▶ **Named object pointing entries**
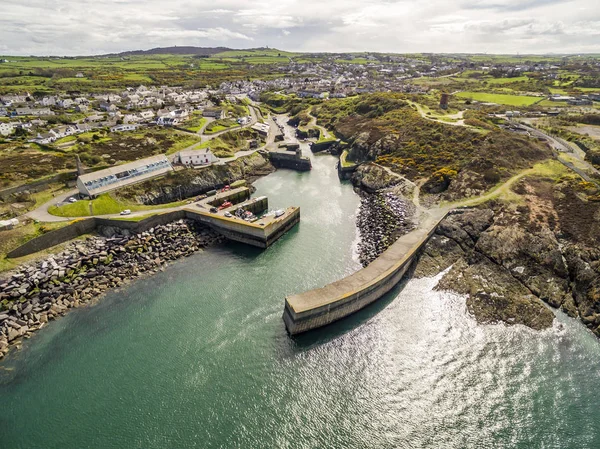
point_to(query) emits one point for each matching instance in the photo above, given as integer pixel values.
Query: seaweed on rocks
(36, 293)
(383, 217)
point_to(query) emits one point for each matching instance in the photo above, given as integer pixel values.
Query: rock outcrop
(510, 258)
(35, 294)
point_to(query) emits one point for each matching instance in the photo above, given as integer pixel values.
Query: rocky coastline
(382, 218)
(37, 293)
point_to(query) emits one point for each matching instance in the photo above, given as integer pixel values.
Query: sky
(88, 27)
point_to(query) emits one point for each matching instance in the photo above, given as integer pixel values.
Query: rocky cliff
(511, 258)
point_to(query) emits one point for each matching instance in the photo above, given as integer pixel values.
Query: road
(458, 116)
(41, 213)
(578, 163)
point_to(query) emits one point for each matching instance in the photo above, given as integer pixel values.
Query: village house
(31, 111)
(102, 181)
(108, 107)
(146, 115)
(217, 113)
(44, 138)
(124, 127)
(65, 103)
(192, 158)
(6, 129)
(48, 101)
(261, 128)
(167, 121)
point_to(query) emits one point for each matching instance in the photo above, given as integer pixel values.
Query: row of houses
(91, 185)
(61, 131)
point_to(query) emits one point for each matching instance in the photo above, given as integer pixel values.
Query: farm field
(103, 205)
(506, 99)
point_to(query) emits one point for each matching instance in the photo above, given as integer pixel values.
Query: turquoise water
(197, 356)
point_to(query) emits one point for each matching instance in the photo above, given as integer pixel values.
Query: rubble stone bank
(37, 293)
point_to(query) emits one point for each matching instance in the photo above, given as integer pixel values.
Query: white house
(125, 127)
(6, 129)
(101, 181)
(167, 121)
(213, 112)
(192, 158)
(65, 103)
(261, 128)
(147, 115)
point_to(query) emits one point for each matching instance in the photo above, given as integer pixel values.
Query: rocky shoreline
(37, 293)
(382, 218)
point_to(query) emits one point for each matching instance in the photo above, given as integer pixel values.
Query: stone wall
(36, 186)
(55, 237)
(322, 306)
(88, 225)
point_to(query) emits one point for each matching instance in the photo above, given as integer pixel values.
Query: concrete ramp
(322, 306)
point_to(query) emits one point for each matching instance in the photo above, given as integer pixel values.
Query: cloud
(73, 27)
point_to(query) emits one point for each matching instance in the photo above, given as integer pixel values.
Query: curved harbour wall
(322, 306)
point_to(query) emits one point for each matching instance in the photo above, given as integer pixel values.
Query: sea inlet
(198, 356)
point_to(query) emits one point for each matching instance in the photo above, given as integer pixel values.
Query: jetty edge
(322, 306)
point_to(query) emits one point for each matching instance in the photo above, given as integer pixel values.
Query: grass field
(196, 123)
(103, 205)
(509, 100)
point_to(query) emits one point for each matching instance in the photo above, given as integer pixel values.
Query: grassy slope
(509, 100)
(103, 205)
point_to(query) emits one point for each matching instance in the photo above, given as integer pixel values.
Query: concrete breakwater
(322, 306)
(37, 293)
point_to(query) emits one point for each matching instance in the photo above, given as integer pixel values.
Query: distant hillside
(185, 50)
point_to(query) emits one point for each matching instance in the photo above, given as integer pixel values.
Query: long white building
(192, 158)
(102, 181)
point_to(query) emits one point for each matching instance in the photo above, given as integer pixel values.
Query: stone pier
(322, 306)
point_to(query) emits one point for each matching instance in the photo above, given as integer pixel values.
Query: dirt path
(457, 116)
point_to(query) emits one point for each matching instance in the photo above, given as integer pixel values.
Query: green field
(506, 80)
(105, 204)
(509, 100)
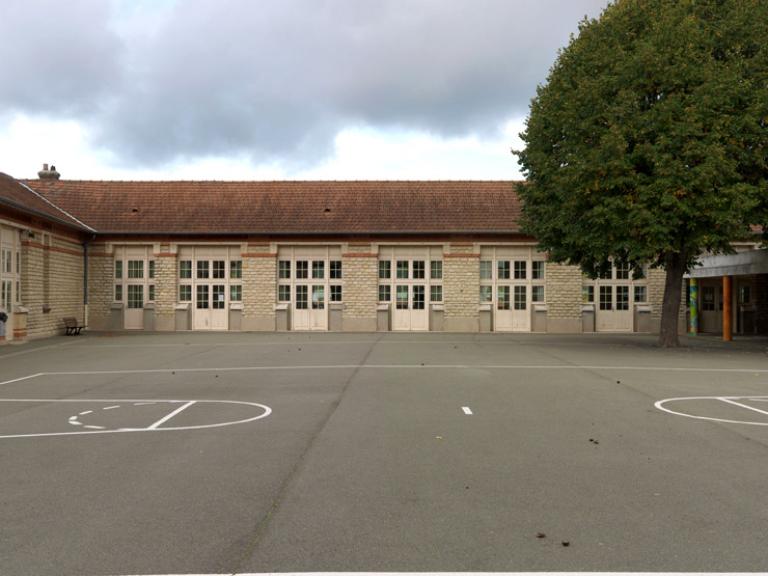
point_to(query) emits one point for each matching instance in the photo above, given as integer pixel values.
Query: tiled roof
(16, 194)
(288, 207)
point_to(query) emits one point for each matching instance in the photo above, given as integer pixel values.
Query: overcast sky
(273, 89)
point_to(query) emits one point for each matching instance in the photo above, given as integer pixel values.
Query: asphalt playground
(249, 453)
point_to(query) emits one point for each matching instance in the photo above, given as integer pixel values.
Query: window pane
(418, 269)
(202, 297)
(606, 298)
(318, 269)
(219, 269)
(203, 269)
(418, 297)
(402, 297)
(135, 268)
(486, 269)
(218, 297)
(385, 269)
(502, 298)
(402, 268)
(135, 296)
(521, 267)
(236, 269)
(318, 297)
(503, 270)
(622, 297)
(302, 269)
(521, 301)
(185, 269)
(302, 300)
(336, 269)
(284, 268)
(436, 269)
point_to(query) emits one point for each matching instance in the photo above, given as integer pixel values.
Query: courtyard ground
(237, 453)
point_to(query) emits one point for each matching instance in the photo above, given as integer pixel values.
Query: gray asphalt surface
(368, 462)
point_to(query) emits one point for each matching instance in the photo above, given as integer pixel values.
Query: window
(302, 300)
(418, 269)
(486, 270)
(284, 269)
(502, 298)
(203, 268)
(202, 297)
(521, 267)
(135, 295)
(185, 269)
(135, 268)
(385, 269)
(503, 270)
(318, 269)
(402, 298)
(436, 269)
(302, 269)
(402, 269)
(606, 298)
(622, 297)
(219, 269)
(521, 297)
(236, 269)
(418, 297)
(335, 269)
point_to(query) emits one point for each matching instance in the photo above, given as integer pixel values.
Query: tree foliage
(649, 140)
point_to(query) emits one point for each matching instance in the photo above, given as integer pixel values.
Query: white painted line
(171, 415)
(729, 401)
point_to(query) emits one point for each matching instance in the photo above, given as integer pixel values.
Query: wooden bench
(72, 326)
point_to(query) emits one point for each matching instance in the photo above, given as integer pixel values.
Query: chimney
(46, 174)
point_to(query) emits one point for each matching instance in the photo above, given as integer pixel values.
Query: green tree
(648, 141)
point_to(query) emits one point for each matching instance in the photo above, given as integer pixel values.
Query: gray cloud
(277, 80)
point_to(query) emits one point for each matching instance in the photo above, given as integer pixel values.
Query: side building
(274, 256)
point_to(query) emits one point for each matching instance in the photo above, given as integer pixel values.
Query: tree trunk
(674, 264)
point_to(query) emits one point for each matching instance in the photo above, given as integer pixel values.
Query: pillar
(727, 314)
(693, 302)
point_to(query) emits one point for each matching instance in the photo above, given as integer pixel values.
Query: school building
(341, 256)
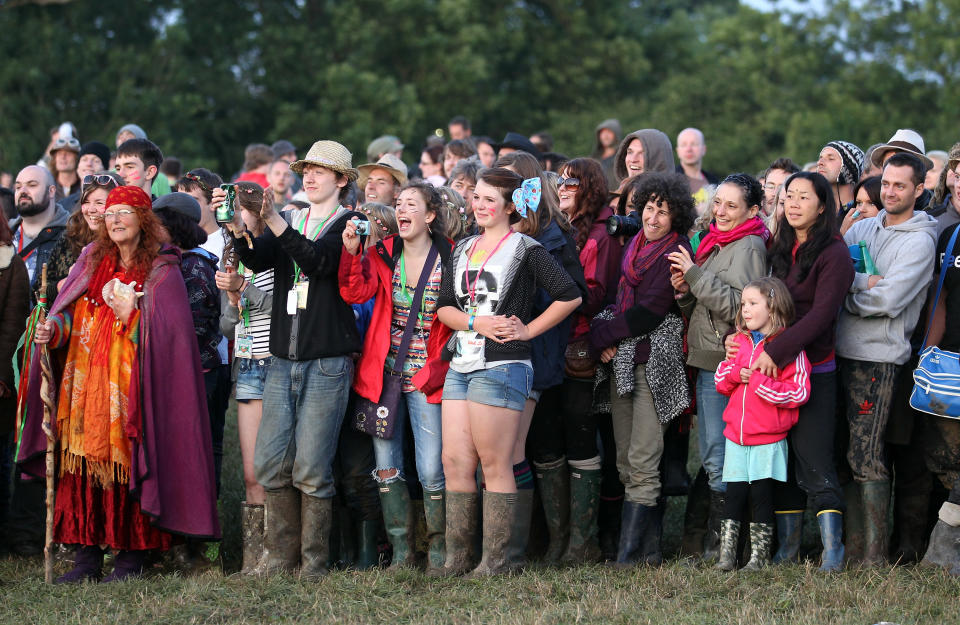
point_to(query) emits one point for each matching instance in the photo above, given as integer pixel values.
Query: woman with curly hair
(134, 437)
(730, 255)
(646, 314)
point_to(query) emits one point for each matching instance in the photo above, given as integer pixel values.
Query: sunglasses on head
(102, 180)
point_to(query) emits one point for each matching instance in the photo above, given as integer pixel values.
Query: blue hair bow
(527, 196)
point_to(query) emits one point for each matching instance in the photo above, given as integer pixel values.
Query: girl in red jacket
(390, 271)
(759, 414)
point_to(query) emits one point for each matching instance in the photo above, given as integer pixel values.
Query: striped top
(417, 355)
(259, 319)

▶ **Exercise**
Copy every line above that contains the word "white", treating uppercase and lowercase as different.

▶ **Problem solution**
Query: white house
Query: long white building
Query: white painted line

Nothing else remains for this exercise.